◆ 本文

子宮筋腫
子宮の壁に現れる良性腫瘍が子宮筋腫です。子宮の壁は平滑筋と呼ばれる筋肉で構成されています。
平滑筋にできる腫瘍であることから、筋腫と言われています。若い世代の女性から閉経を迎えた中高年の女性に多く発症が見られます。日本人の30代以上の女性の4人に1人は子宮筋腫がある程、よく見られる病気です。
筋腫が小さいうちは、ほとんどのケースで自覚症状がなく、妊娠にも悪影響はありません。ただし、年数が経過するごとに筋腫が大きくなると不妊の原因になってしまいます。
子宮筋腫は女性ホルモンの影響を受けながら大きくなるため、閉経すると次第に小さくなります。妊娠を控えている方や妊娠を希望している方は、子宮筋腫の治療が必要になることがあります。

◆ データの抜粋
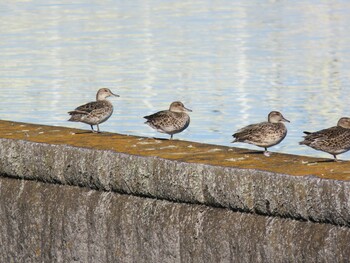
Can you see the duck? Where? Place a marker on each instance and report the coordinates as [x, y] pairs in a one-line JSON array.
[[264, 134], [334, 140], [171, 121], [95, 112]]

◆ 課題の内容
子宮筋腫についての本文から、「筋腫が小さいうちは、ほとんど」を含む言葉で始まり「が必要になることがあります。」で終わる部分を、そのまま書き写してください。

◆ 課題の結果
筋腫が小さいうちは、ほとんどのケースで自覚症状がなく、妊娠にも悪影響はありません。ただし、年数が経過するごとに筋腫が大きくなると不妊の原因になってしまいます。
子宮筋腫は女性ホルモンの影響を受けながら大きくなるため、閉経すると次第に小さくなります。妊娠を控えている方や妊娠を希望している方は、子宮筋腫の治療が必要になることがあります。